-- start INPUT FOR THIS TASK --

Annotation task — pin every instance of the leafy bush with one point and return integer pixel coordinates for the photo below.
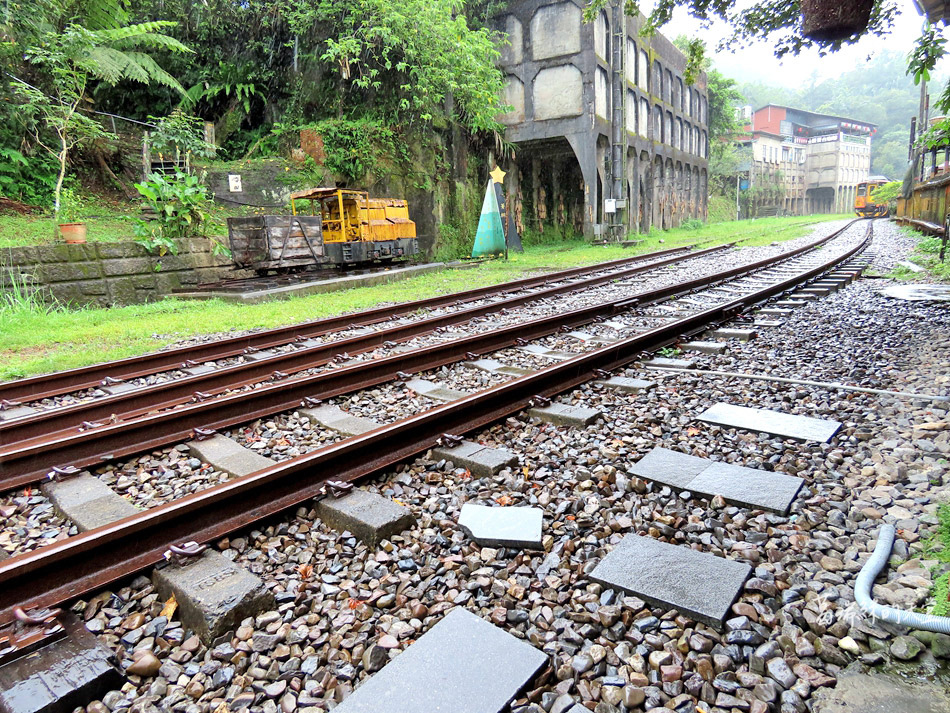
(179, 202)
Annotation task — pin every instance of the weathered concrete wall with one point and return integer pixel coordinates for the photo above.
(106, 274)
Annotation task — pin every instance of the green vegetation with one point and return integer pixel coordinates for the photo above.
(938, 548)
(37, 338)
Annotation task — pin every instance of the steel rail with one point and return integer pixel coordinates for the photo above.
(91, 560)
(28, 461)
(42, 386)
(171, 393)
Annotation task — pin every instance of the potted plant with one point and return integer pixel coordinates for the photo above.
(71, 210)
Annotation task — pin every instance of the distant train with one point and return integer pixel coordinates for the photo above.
(863, 205)
(344, 227)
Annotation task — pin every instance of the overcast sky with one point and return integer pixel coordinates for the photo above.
(758, 63)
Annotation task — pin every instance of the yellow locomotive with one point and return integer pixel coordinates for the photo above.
(863, 205)
(343, 227)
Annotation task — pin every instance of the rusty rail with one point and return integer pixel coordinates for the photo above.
(83, 563)
(43, 386)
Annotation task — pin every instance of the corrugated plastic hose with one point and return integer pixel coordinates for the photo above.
(866, 577)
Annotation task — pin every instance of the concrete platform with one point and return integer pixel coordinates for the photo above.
(626, 385)
(480, 460)
(336, 419)
(515, 527)
(434, 391)
(776, 423)
(61, 676)
(371, 518)
(704, 347)
(463, 664)
(213, 593)
(563, 415)
(746, 487)
(316, 287)
(228, 455)
(743, 335)
(699, 585)
(87, 501)
(493, 366)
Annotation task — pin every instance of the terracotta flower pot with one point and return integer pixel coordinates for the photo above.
(828, 20)
(73, 232)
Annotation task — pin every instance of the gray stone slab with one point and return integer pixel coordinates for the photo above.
(336, 419)
(494, 366)
(229, 456)
(120, 388)
(776, 423)
(213, 593)
(87, 501)
(61, 676)
(480, 460)
(667, 363)
(17, 412)
(502, 526)
(704, 347)
(669, 467)
(743, 335)
(563, 415)
(371, 518)
(699, 585)
(545, 352)
(199, 369)
(626, 385)
(463, 664)
(434, 391)
(748, 487)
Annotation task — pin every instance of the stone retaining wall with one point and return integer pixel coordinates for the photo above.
(107, 274)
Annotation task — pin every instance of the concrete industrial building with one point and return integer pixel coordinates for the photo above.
(608, 137)
(810, 162)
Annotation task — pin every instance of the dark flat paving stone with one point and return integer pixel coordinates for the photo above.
(228, 455)
(704, 347)
(748, 487)
(669, 467)
(563, 415)
(370, 517)
(336, 419)
(480, 460)
(434, 391)
(494, 366)
(699, 585)
(776, 423)
(213, 593)
(463, 664)
(668, 363)
(743, 335)
(502, 526)
(87, 501)
(61, 676)
(626, 385)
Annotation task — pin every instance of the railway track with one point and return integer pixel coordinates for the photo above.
(14, 394)
(83, 563)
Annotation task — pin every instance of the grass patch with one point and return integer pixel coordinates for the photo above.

-- end INPUT FOR THIS TASK --

REQUEST: Recast the lines, from the one containing "Annotation task — pin every instance of the dark" through the final line, as a JSON list of strings with one string per line and blank lines left out.

COMPLETE RESPONSE:
[
  "Annotation task — pin every instance of the dark flat paving stone with one point and return integer pixel coordinates for the photo above.",
  "(228, 455)",
  "(704, 347)",
  "(748, 487)",
  "(669, 467)",
  "(563, 415)",
  "(370, 517)",
  "(336, 419)",
  "(480, 460)",
  "(434, 391)",
  "(494, 366)",
  "(699, 585)",
  "(776, 423)",
  "(213, 593)",
  "(463, 664)",
  "(668, 363)",
  "(743, 335)",
  "(502, 526)",
  "(87, 501)",
  "(61, 676)",
  "(626, 385)",
  "Annotation task — pin every instance of the railway track with one point and return integer pixel coordinates for the photo above.",
  "(14, 394)",
  "(83, 563)",
  "Annotation task — pin every instance of the grass patch with one point and return integer pixel coordinates for the photo above."
]